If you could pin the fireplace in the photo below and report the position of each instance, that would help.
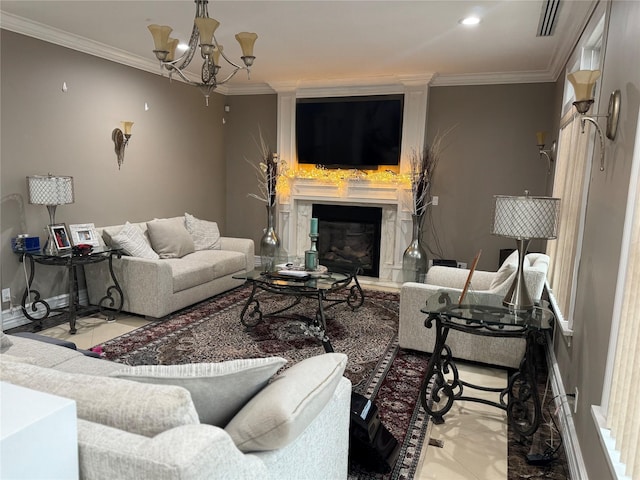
(349, 237)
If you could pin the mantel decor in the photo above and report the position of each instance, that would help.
(210, 50)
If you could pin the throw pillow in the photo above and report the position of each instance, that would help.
(205, 234)
(169, 237)
(133, 242)
(285, 408)
(504, 275)
(5, 341)
(218, 390)
(131, 406)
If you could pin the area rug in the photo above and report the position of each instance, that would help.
(211, 332)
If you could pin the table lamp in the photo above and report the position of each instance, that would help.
(50, 190)
(524, 219)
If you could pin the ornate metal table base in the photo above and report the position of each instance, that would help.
(442, 384)
(327, 298)
(108, 305)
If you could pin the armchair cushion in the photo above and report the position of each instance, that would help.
(285, 408)
(218, 390)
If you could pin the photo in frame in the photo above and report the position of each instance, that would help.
(59, 235)
(84, 234)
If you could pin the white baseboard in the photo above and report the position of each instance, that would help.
(13, 317)
(575, 461)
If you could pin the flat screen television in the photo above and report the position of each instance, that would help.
(349, 132)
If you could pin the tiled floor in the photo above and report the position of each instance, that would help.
(474, 435)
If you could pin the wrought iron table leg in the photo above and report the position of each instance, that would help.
(249, 320)
(524, 409)
(35, 300)
(73, 299)
(107, 302)
(322, 325)
(439, 365)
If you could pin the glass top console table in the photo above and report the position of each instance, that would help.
(36, 309)
(329, 288)
(484, 315)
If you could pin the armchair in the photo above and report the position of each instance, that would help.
(505, 352)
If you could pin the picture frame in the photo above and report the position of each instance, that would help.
(59, 235)
(84, 234)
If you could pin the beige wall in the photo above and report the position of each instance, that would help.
(248, 116)
(174, 162)
(491, 150)
(583, 363)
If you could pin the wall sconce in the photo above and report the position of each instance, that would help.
(121, 139)
(583, 82)
(549, 153)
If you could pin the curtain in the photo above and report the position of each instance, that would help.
(570, 185)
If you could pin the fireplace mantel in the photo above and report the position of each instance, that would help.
(294, 209)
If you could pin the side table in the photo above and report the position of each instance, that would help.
(484, 316)
(108, 305)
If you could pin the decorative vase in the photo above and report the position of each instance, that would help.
(269, 243)
(414, 259)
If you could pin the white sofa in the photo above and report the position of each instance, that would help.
(295, 427)
(505, 352)
(182, 261)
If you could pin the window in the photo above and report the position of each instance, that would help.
(571, 184)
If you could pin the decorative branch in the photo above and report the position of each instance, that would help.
(267, 174)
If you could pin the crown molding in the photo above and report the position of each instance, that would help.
(383, 84)
(492, 78)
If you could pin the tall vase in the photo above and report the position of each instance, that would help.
(269, 243)
(414, 259)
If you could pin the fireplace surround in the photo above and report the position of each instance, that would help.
(295, 208)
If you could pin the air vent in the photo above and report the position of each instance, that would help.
(548, 18)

- _Exercise requirements_
Once the pictures are set aside, write out each record exactly.

- _Answer section_
If you could pin the fireplace in the photo below and report the position of each instance, that would help.
(349, 237)
If you could pin the mantel decor in the photo above and report the position of each instance, that would help.
(210, 50)
If you could pin the throw pillow in the photo above and report the position of each instance, that would help.
(205, 234)
(169, 237)
(133, 242)
(285, 408)
(504, 275)
(5, 341)
(218, 390)
(131, 406)
If you could pin the area rug in the photo above and report the position of each instance, that would help.
(211, 332)
If you could pin the table lamp in the photo above and report the position of each instance, that would help.
(50, 190)
(524, 219)
If you could pin the ornate metal table base in the photo above and report the position of each instance, that would help.
(442, 384)
(327, 298)
(108, 305)
If you could pin the armchair cushion in the photo above and report the position of each instance, that would help.
(285, 408)
(218, 390)
If you could pin the photo in frame in the photo above and report the position of each instance, that would help.
(59, 235)
(84, 234)
If you could pin the white baseboard in the photo above and report the position of each instance, that would help.
(13, 317)
(575, 461)
If you could pin the flat screen television in the photo above and report the position of each instance, that would help.
(349, 132)
If you could pin the tiled floor in the photo above and report the position of each instance, that would help.
(474, 435)
If you could pin the wrought iron table leg in the photo above and report the position of each instance, that would help.
(249, 320)
(524, 409)
(35, 300)
(73, 299)
(107, 302)
(322, 325)
(439, 365)
If you could pin the glass top console table in the photo above and report the position of each instance, that would help.
(36, 309)
(329, 288)
(484, 315)
If you could pin the armchair in the photo above and report the position of each instance, that would help.
(505, 352)
If you could pin the picture frame in the photo above and report the position of each instance, that would help.
(59, 235)
(84, 234)
If you could pin the beige wall in the photo above and report the position of each instance, that would help.
(248, 116)
(174, 162)
(491, 150)
(583, 363)
If you could pin the wall sconce in the photo above and report the position of each instance, that would help.
(121, 139)
(583, 82)
(549, 153)
If you could pin the curtain in the photo above and report the position of each instance, that would help.
(570, 185)
If you could pin the fireplace mantel in the photo above and report the position of each instance, that would help.
(294, 209)
If you could pin the side table in the photo above and report the position of each instance, that would help.
(484, 316)
(108, 305)
If you could pin the decorative vase in the photo above and report the position of each instance, that would help.
(269, 243)
(414, 259)
If you could pin the white sofa in the photo above and report the position of each instance, that would help.
(295, 427)
(505, 352)
(182, 261)
If you could pin the window in the photo above and report the position of each instance, that would help.
(571, 184)
If you could pin the decorative branch in the photo above and report the position of each instance, that would help.
(267, 174)
If you could pin the crown molding in the photo above and report the position of each instance, that would help.
(383, 84)
(492, 78)
If you could pin the tall vase in the photo above and report the position of each instance, that would help.
(269, 243)
(414, 259)
If you could pin the fireplace surround in the photo above and report the position of each instance, that would help.
(295, 208)
If you could pin the air vent in the photo above and report the position of each instance, that would help.
(548, 18)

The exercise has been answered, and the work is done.